Wal-Mart enters the ad age
Long envied for its logistical prowess, the big-box retailer is learning the power of marketing.
(Fortune Magazine) -- If you've been watching TV lately, you may have come across Wal-Mart's new back-to-school ad. It features a well-scrubbed teenager wearing the California surf brand Op, as her Everymom exults that the giant retailer satisfied her daughter's fashion cravings without breaking the family bank. On the surface the spot doesn't look radically different from the company's advertising in years past. But its creation, part of Wal-Mart's "Save money. Live better" campaign, is a result of dramatic changes taking place behind the scenes.
Wal-Mart famously amassed its daunting market share by using sophisticated systems for logistics and operations. By contrast, its marketing was always something of a backwater, and the retailer's ads looked homemade, with Wal-Mart's price-slashing smiley-face character in a prominent role. An attempt to inject some pizzazz by hiring Chrysler marketer Julie Roehm resulted in a culture clash, and she departed in a 2006 mini-scandal.
Now the company is bringing new sophistication to its marketing, and the changes are generating eye-opening results. Analysts say the latest campaign, which launched in September 2007, has helped Wal-Mart deliver strong sales growth - repeatedly beating expectations - at a time many retailers are gasping for breath.

» **Required action 1**: Name every business or brand in the article on Wal-Mart's marketing, leaving out the publication credited at the start of the third paragraph.
» **Required action 2**: In the article on Wal-Mart's marketing, rewrite the passage between "Now the company" and "gasping for breath.", inclusive, swapping "eye-opening" for "remarkable".
» **Required action 3**: According to the article on Wal-Mart's marketing, when did the latest campaign launch?
The material after this point is separate from the article on Wal-Mart's marketing.

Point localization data
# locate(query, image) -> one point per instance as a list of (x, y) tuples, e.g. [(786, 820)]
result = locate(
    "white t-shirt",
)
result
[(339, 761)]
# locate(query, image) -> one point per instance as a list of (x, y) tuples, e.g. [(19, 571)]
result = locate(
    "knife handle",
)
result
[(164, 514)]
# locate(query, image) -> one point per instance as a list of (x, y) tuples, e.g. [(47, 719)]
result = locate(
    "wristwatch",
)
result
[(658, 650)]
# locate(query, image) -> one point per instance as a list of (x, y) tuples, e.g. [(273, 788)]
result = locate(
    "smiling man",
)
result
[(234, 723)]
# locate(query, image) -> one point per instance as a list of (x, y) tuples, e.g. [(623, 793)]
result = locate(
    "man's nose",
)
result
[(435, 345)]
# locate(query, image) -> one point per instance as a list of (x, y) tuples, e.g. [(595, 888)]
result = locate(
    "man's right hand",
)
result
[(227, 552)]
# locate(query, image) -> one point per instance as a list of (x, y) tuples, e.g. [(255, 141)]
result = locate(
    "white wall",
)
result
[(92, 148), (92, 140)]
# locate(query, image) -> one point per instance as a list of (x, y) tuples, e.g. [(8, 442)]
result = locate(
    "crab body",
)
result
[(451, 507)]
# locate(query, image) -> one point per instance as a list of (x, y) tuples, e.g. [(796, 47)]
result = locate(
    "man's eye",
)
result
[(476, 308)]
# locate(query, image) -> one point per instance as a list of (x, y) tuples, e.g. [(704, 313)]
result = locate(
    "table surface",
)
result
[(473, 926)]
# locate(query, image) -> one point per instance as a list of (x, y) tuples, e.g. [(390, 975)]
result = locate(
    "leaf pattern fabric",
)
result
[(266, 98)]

» **Task answer 1**: Wal-Mart, Op, Chrysler

» **Task answer 2**:
Now the company is bringing new sophistication to its marketing, and the changes are generating remarkable results. Analysts say the latest campaign, which launched in September 2007, has helped Wal-Mart deliver strong sales growth - repeatedly beating expectations - at a time many retailers are gasping for breath.

» **Task answer 3**: September 2007